| EXERCISE DESCRIPTION |
Please render every one of the rows below as a Markdown table with two columns, "Row" for the row number and "Line" for the line itself, skipping blank lines.

(Point placement rows)
★ ★ ★
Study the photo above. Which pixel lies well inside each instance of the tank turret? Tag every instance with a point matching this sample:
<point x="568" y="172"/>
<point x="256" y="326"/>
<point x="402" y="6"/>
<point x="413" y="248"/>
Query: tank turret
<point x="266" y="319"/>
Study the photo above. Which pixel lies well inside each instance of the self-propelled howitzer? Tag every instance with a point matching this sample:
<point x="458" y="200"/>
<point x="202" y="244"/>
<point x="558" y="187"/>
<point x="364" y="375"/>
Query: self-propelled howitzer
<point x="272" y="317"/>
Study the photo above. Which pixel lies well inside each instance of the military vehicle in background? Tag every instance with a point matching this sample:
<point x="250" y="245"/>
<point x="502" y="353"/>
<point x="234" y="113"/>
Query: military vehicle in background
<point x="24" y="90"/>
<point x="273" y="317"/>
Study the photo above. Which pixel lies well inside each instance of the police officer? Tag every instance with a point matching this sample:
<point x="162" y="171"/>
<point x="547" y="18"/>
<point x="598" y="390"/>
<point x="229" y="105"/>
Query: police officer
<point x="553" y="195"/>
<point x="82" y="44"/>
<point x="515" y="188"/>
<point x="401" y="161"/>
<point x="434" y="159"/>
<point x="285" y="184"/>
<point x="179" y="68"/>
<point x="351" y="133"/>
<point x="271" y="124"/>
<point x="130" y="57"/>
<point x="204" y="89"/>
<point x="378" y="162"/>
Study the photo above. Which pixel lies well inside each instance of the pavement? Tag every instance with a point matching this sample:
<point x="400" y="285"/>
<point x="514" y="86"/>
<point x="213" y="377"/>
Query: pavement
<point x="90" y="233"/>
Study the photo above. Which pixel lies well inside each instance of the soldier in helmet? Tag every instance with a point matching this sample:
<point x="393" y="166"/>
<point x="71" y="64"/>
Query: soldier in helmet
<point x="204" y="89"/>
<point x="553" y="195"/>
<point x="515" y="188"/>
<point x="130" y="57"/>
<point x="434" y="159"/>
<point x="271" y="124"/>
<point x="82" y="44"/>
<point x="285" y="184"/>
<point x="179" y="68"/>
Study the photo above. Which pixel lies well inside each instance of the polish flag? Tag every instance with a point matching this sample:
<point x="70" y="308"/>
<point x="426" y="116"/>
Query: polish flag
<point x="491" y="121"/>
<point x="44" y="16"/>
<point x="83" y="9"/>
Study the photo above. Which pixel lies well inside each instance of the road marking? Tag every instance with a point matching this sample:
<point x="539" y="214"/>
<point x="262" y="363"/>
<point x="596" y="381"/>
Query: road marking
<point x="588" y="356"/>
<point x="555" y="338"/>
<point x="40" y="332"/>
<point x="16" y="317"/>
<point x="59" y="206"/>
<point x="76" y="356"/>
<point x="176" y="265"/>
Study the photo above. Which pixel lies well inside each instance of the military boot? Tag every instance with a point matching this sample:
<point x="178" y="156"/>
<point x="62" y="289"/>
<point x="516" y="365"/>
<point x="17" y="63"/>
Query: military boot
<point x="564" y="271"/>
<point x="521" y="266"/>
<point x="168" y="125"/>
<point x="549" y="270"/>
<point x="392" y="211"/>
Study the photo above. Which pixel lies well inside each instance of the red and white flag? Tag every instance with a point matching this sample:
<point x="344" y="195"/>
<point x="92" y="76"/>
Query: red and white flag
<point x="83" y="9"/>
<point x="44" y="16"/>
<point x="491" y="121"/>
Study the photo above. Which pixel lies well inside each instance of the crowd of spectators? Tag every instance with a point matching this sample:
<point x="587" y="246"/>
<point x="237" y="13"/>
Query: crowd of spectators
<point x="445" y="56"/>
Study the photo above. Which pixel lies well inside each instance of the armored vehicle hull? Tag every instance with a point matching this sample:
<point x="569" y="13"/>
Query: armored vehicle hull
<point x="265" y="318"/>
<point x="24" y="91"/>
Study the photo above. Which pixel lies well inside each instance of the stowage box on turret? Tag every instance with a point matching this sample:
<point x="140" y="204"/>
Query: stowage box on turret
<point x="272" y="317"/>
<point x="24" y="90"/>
★ ★ ★
| FINAL RESULT |
| Row | Line |
|---|---|
| 1 | Study the photo above. Which pixel lies well inside each instance of the tank turret? Tag every instance with a point matching this sample: |
| 2 | <point x="568" y="172"/> |
| 3 | <point x="256" y="326"/> |
| 4 | <point x="402" y="6"/> |
| 5 | <point x="413" y="248"/> |
| 6 | Query: tank turret |
| 7 | <point x="266" y="319"/> |
| 8 | Study the photo above. Which pixel lies well inside each instance of the self-propelled howitzer? Tag every instance with a point matching this sample: |
| 9 | <point x="458" y="200"/> |
| 10 | <point x="202" y="244"/> |
| 11 | <point x="558" y="187"/> |
| 12 | <point x="364" y="375"/> |
| 13 | Query: self-propelled howitzer |
| 14 | <point x="272" y="317"/> |
| 15 | Study the photo above. Which pixel lies well inside each instance of the military vehicle in background? Tag every instance with a point matching this sample: |
| 16 | <point x="250" y="245"/> |
| 17 | <point x="502" y="353"/> |
| 18 | <point x="234" y="113"/> |
| 19 | Query: military vehicle in background |
| 20 | <point x="24" y="90"/> |
| 21 | <point x="273" y="317"/> |
| 22 | Study the photo above. Which pixel lies well inside each instance of the police officer? Tag every instance with a point matching this sample: |
| 23 | <point x="162" y="171"/> |
| 24 | <point x="547" y="18"/> |
| 25 | <point x="598" y="390"/> |
| 26 | <point x="229" y="105"/> |
| 27 | Query: police officer |
| 28 | <point x="553" y="195"/> |
| 29 | <point x="82" y="44"/> |
| 30 | <point x="515" y="188"/> |
| 31 | <point x="401" y="161"/> |
| 32 | <point x="434" y="159"/> |
| 33 | <point x="285" y="184"/> |
| 34 | <point x="179" y="68"/> |
| 35 | <point x="351" y="133"/> |
| 36 | <point x="271" y="124"/> |
| 37 | <point x="130" y="57"/> |
| 38 | <point x="204" y="89"/> |
| 39 | <point x="378" y="162"/> |
| 40 | Study the photo above. Which pixel lies well inside each instance of the pavement? Tag every instance with a point matching this sample: |
| 41 | <point x="400" y="285"/> |
| 42 | <point x="514" y="86"/> |
| 43 | <point x="213" y="377"/> |
| 44 | Query: pavement |
| 45 | <point x="90" y="233"/> |
| 46 | Study the photo above. Which pixel lies well inside each instance of the soldier in helmet? Tag every instance with a point matching this sample: |
| 47 | <point x="393" y="166"/> |
| 48 | <point x="71" y="64"/> |
| 49 | Query: soldier in helmet |
| 50 | <point x="204" y="89"/> |
| 51 | <point x="553" y="195"/> |
| 52 | <point x="515" y="188"/> |
| 53 | <point x="130" y="57"/> |
| 54 | <point x="434" y="159"/> |
| 55 | <point x="271" y="124"/> |
| 56 | <point x="82" y="44"/> |
| 57 | <point x="285" y="184"/> |
| 58 | <point x="179" y="68"/> |
| 59 | Study the photo above. Which pixel lies well inside each instance of the polish flag? Tag every instance with a point matching this sample: |
| 60 | <point x="70" y="308"/> |
| 61 | <point x="426" y="116"/> |
| 62 | Query: polish flag |
| 63 | <point x="491" y="121"/> |
| 64 | <point x="44" y="16"/> |
| 65 | <point x="83" y="9"/> |
| 66 | Study the photo above. Which pixel lies well inside each instance of the road marking? Tag every instance with a point matching this sample: |
| 67 | <point x="539" y="214"/> |
| 68 | <point x="262" y="363"/> |
| 69 | <point x="596" y="381"/> |
| 70 | Query: road marking |
| 71 | <point x="588" y="356"/> |
| 72 | <point x="555" y="338"/> |
| 73 | <point x="40" y="332"/> |
| 74 | <point x="16" y="317"/> |
| 75 | <point x="59" y="206"/> |
| 76 | <point x="76" y="356"/> |
| 77 | <point x="176" y="265"/> |
| 78 | Study the photo above. Which pixel lies well inside each instance of the military boot? Tag every instance with a point matching this sample: |
| 79 | <point x="178" y="156"/> |
| 80 | <point x="62" y="289"/> |
| 81 | <point x="516" y="365"/> |
| 82 | <point x="17" y="63"/> |
| 83 | Query: military boot |
| 84 | <point x="564" y="271"/> |
| 85 | <point x="521" y="266"/> |
| 86 | <point x="168" y="125"/> |
| 87 | <point x="549" y="270"/> |
| 88 | <point x="392" y="211"/> |
| 89 | Study the photo above. Which pixel lies well inside each instance of the red and white flag? Tag every instance with a point matching this sample: |
| 90 | <point x="344" y="195"/> |
| 91 | <point x="92" y="76"/> |
| 92 | Query: red and white flag |
| 93 | <point x="83" y="9"/> |
| 94 | <point x="44" y="16"/> |
| 95 | <point x="491" y="121"/> |
| 96 | Study the photo above. Which pixel lies well inside each instance of the crowd of spectators? Tag every instance with a point matching this sample: |
| 97 | <point x="587" y="246"/> |
| 98 | <point x="237" y="13"/> |
| 99 | Query: crowd of spectators |
| 100 | <point x="445" y="56"/> |
| 101 | Study the photo above. Which pixel lies well inside each instance of the armored vehicle hull? Tag every instance with a point matching this sample: |
| 102 | <point x="569" y="13"/> |
| 103 | Query: armored vehicle hull |
| 104 | <point x="265" y="318"/> |
| 105 | <point x="24" y="91"/> |
| 106 | Study the photo above. Which pixel lies well inside each instance of the stowage box on turret? Tag every instance with a point matching this sample: |
| 107 | <point x="140" y="204"/> |
| 108 | Query: stowage box on turret |
| 109 | <point x="272" y="317"/> |
| 110 | <point x="24" y="90"/> |